**Directive 1:**
Please filter the entries and copy out every line that contains the string "Target".
--- Text ---
US 6146291 A
A baseball bat having a tunable shaft and method for forming same. A hollow shaft is disposed between the barrel and the handle of a baseball bat, the hollow shaft having a plurality of hollow tunable sub-portions and transition portions disposed between the tunable sub-portions. The sub-portions form cylinders and the transition portions are frustoconical shapes providing for transition between the cylinders. The tunable sub portions are formed by rolling and thereafter swaging metal stock.
1. A baseball bat, comprising:
a barrel portion adapted for hitting a baseball;
a handle portion adapted for holding the baseball bat; and
an elongate, tunable shaft comprising a plurality of tunable sub-portions, said shaft connecting between said barrel portion and said handle portion, said tunable sub-portions having associated diameters that vary from the diameters of adjacent of said tunable sub-portions by discrete amounts, wherein said diameters generally increase with increasing proximity to said barrel portion, wherein said tunable sub portions are disposed in a series, the baseball bat further comprising one or more hollow, frustoconical transition portions connected between adjacent of said tunable sub-portions, a major diameter of said transition portions substantially equaling the diameter of said respective cylinder of one of said adjacent tunable sub-portions and a minor diameter of said transition portions substantially equaling the diameter of said respective cylinder of said other adjacent tunable sub-portion, wherein said transition portions have substantially continuously varying diameters between said major diameter and said minor diameter and associated wall thickness that vary in substantially linear, inverse relation to said associated diameters.
--- Input rows ---
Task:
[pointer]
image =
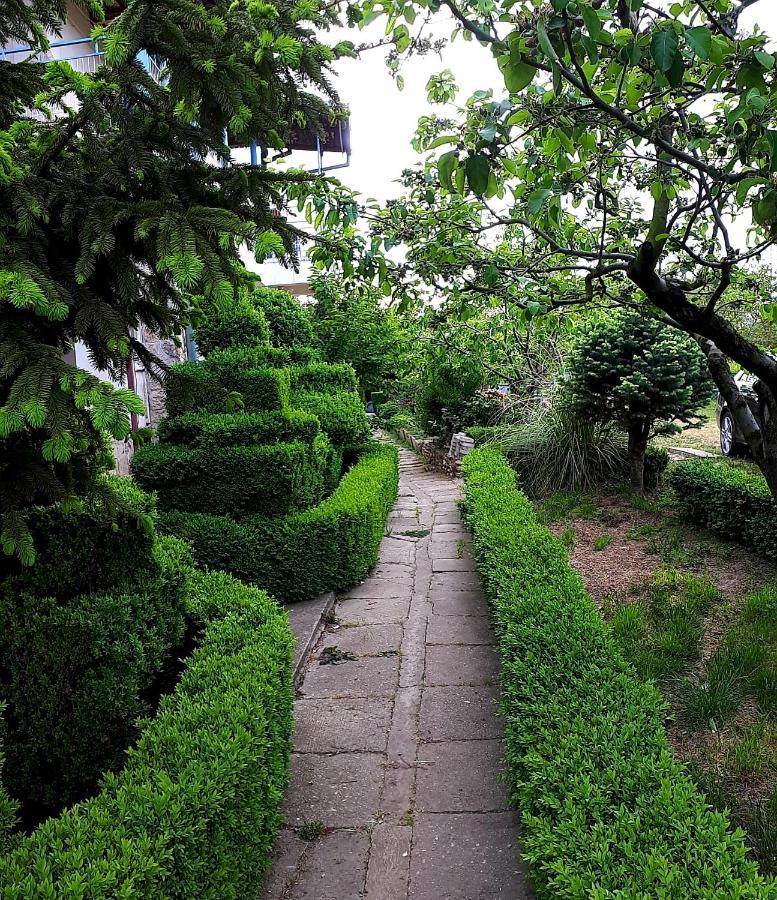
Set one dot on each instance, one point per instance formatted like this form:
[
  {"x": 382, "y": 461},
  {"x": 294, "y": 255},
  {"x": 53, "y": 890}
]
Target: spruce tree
[
  {"x": 643, "y": 375},
  {"x": 118, "y": 201}
]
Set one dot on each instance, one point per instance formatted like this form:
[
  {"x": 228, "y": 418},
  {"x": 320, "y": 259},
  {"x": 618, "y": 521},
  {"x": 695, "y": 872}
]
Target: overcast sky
[{"x": 383, "y": 118}]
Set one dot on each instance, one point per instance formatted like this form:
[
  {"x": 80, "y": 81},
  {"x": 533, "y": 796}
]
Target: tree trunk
[{"x": 638, "y": 432}]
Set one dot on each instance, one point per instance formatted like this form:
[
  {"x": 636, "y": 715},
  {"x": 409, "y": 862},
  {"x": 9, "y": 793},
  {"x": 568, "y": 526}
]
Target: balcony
[{"x": 83, "y": 54}]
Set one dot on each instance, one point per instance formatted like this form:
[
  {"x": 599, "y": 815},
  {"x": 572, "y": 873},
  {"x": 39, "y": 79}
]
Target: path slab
[
  {"x": 340, "y": 790},
  {"x": 362, "y": 640},
  {"x": 329, "y": 726},
  {"x": 461, "y": 776},
  {"x": 398, "y": 750},
  {"x": 466, "y": 856}
]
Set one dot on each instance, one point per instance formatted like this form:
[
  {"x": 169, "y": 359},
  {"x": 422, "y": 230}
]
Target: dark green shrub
[
  {"x": 239, "y": 429},
  {"x": 271, "y": 480},
  {"x": 656, "y": 461},
  {"x": 194, "y": 812},
  {"x": 235, "y": 323},
  {"x": 289, "y": 322},
  {"x": 73, "y": 672},
  {"x": 197, "y": 387},
  {"x": 104, "y": 541},
  {"x": 7, "y": 806},
  {"x": 323, "y": 378},
  {"x": 341, "y": 415},
  {"x": 329, "y": 547},
  {"x": 730, "y": 500},
  {"x": 605, "y": 809}
]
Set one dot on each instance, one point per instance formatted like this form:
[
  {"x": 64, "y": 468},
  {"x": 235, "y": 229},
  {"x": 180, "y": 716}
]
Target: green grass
[{"x": 660, "y": 633}]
---
**Directive 2:**
In the baseball bat patent, what process forms the tunable sub-portions?

**Output 1:**
Target: spruce tree
Target: overcast sky
Target: tree trunk
Target: balcony
Target: path slab
Target: dark green shrub
Target: green grass

**Output 2:**
They are formed by rolling and then swaging metal stock.